_Teks kutipan_
____

Sementara itu, dana BOS yang katanya disalurkan demi pendidikan merata lebih sering nyasar ke tempat-tempat yang tidak butuh. Bahkan dalam beberapa kasus, dana BOS disalahgunakan. Mungkin karena terlalu banyak uang, sampai bingung mau dipakai buat apa. Guru honorer masih terima gaji setara uang parkir satu bulan, tapi laporan keuangan sekolah selalu rapi. Dana pembelian proyektor cair, tapi barangnya tidak pernah muncul. Seolah-olah uangnya berubah menjadi ilmu telepati, tidak terlihat tapi dipercaya ada.

____

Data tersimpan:

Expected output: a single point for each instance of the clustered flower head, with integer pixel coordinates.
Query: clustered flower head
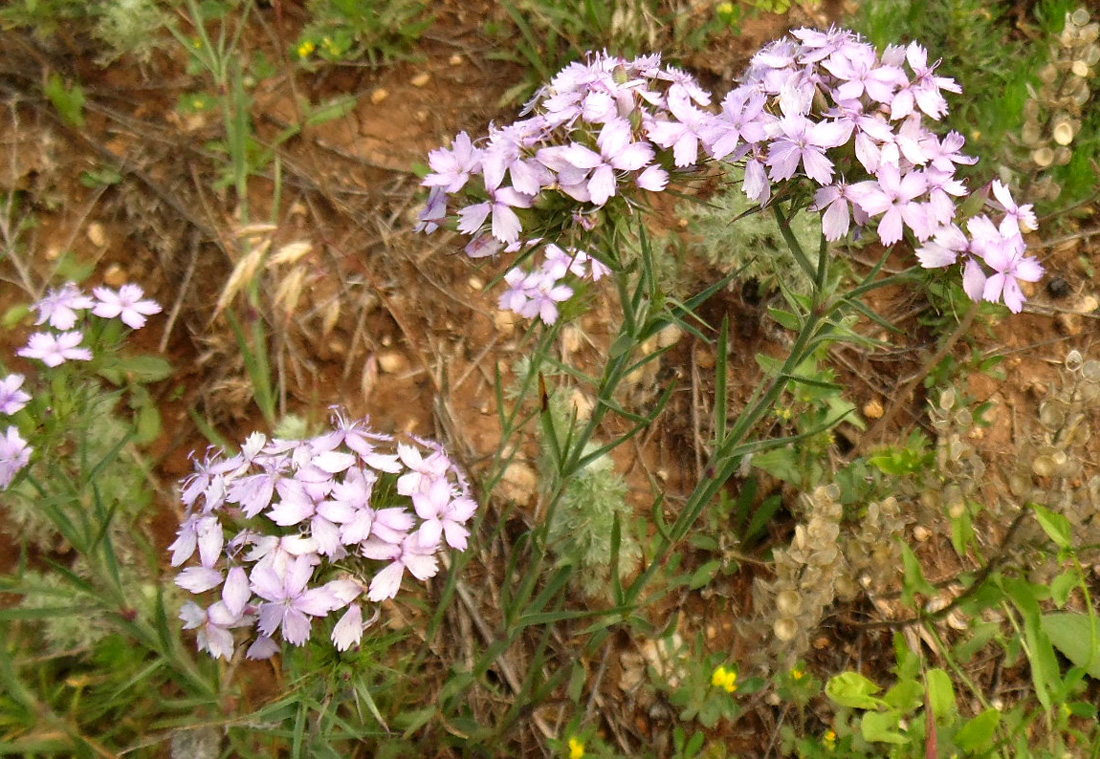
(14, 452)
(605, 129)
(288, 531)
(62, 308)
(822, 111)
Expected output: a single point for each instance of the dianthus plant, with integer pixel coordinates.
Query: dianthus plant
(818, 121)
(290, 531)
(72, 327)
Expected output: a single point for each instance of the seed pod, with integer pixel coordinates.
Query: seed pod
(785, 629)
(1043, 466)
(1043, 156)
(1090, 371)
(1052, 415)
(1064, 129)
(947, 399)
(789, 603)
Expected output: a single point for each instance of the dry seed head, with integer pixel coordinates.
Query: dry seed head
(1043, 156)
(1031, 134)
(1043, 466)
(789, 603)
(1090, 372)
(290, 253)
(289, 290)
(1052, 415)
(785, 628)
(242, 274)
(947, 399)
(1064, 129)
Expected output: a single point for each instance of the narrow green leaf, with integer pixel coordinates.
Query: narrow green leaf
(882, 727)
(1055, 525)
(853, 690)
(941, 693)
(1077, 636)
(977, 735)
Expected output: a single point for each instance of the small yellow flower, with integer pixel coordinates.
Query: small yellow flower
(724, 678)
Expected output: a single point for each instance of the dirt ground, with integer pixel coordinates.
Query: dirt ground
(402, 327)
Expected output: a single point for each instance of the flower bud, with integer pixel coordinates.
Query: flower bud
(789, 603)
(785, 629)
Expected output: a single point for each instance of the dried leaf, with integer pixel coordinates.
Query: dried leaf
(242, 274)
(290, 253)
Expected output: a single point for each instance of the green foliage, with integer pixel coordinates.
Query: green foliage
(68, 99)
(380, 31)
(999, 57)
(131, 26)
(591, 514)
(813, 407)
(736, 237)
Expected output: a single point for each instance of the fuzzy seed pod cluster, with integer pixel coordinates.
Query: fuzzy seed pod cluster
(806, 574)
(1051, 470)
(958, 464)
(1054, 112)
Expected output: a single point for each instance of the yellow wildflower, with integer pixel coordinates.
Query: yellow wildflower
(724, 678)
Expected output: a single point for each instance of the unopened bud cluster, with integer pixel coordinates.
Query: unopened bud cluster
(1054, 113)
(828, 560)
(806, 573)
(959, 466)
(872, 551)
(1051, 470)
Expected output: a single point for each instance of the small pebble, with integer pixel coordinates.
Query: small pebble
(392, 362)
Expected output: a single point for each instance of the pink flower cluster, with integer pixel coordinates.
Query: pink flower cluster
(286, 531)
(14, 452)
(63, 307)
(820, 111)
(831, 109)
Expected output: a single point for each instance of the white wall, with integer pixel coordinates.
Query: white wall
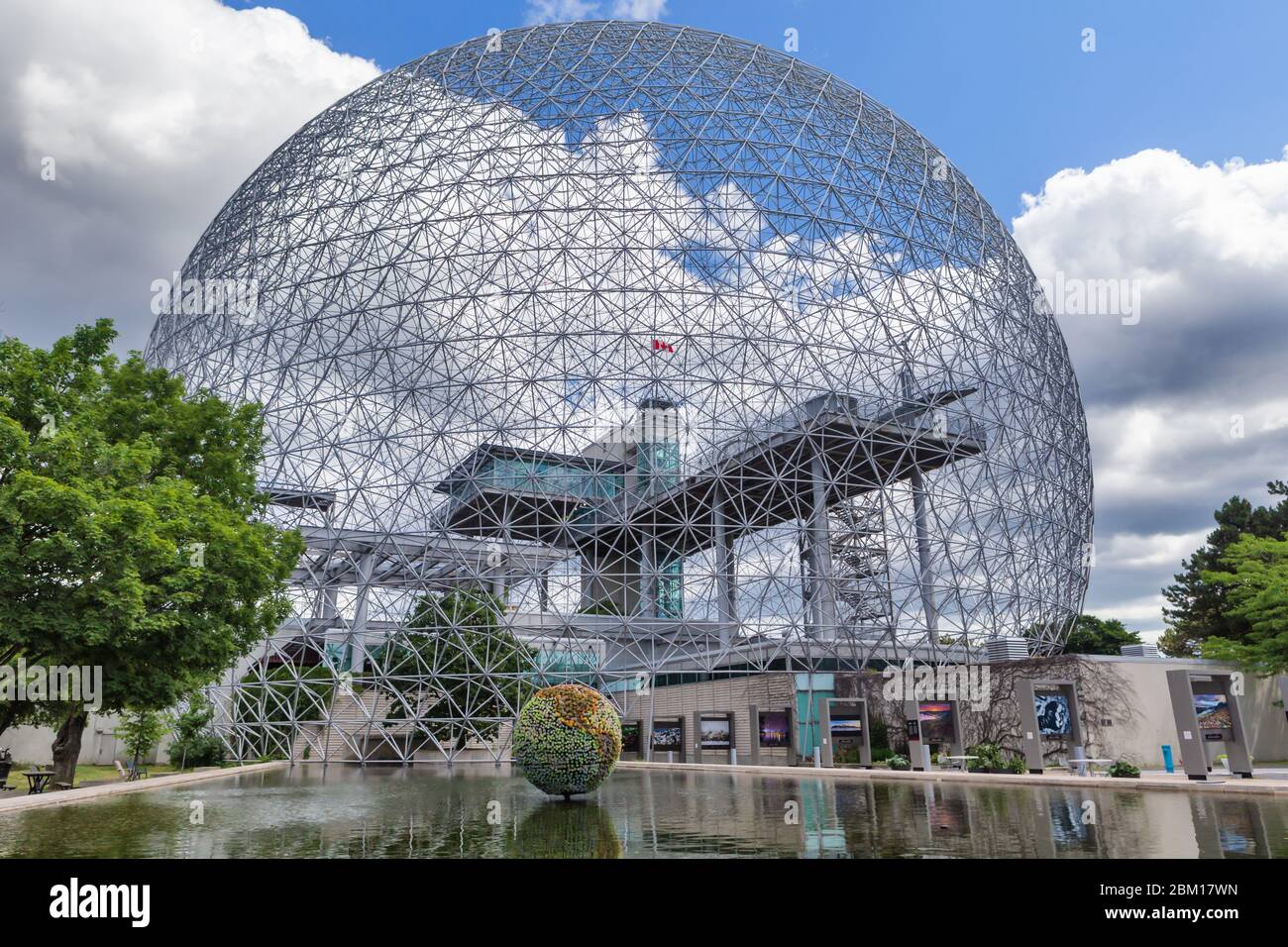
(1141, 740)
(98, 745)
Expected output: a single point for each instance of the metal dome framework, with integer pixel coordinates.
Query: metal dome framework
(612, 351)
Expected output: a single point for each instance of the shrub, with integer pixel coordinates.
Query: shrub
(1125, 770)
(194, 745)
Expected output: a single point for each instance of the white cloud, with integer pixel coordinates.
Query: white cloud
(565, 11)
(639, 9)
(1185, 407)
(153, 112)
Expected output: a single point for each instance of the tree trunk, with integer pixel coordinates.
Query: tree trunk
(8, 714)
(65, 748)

____

_Tugas yang diberikan 1_
Jawablah pertanyaan berikut berdasarkan teks kutipan tentang dana BOS.
(a) Gaji guru honorer disetarakan dengan apa?
(b) Apa yang tidak pernah muncul walaupun dana pembelian proyektor sudah cair?
(c) Uang itu seolah-olah berubah menjadi apa?
_Tugas yang diberikan 2_
Kembalikan setiap baris catatan yang memuat kata "dome", dengan membedakan huruf besar dan huruf kecil.
Teks kutipan dan catatan di atas merupakan dua bahan yang terpisah.

_Jawaban yang benar 1_
(a) Uang parkir satu bulan.
(b) Barangnya, yaitu proyektor.
(c) Ilmu telepati.

_Jawaban yang benar 2_
Expected output: a single point for each instance of the metal dome framework, with integer pixel coordinates.
Query: metal dome framework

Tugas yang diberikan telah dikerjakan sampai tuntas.